Entries supplied —
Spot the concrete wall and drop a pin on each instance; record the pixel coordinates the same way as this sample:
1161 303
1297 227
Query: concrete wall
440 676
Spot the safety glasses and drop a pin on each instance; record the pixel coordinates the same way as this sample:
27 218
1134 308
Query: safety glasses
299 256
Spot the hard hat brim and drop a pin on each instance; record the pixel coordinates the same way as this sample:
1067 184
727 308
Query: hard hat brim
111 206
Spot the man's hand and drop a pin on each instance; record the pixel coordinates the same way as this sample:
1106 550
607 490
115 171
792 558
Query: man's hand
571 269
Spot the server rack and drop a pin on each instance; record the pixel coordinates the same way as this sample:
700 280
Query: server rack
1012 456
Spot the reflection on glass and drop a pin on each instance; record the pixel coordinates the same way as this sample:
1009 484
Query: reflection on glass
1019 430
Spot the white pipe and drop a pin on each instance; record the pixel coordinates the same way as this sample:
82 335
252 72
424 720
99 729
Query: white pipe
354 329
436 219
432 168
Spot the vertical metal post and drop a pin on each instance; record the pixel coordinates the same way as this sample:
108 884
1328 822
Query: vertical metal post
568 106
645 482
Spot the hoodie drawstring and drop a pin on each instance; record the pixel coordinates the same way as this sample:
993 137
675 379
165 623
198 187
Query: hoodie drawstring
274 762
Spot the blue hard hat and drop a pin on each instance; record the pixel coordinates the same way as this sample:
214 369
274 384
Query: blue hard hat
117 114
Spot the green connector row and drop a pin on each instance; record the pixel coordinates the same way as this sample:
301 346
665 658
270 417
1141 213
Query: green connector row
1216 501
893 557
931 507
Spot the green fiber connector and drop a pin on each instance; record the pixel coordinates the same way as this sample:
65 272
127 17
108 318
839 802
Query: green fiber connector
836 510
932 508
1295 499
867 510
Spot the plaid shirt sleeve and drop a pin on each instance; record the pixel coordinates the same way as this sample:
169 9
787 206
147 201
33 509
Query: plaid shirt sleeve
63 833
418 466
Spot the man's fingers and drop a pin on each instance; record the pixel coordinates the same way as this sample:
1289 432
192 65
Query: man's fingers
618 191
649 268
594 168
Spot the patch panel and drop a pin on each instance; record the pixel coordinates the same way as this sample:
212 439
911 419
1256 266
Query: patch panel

Goal of the exercise —
Swap "patch panel" for "cable tray" in everything from the line containing "Spot the patch" down to the end of the lines, changing nothing else. Give back only those lines.

The solution —
Spot the cable tray and drop a pin on each instance; record the pixel coordinates the same way as this sample:
212 439
911 419
1256 266
Query: cable tray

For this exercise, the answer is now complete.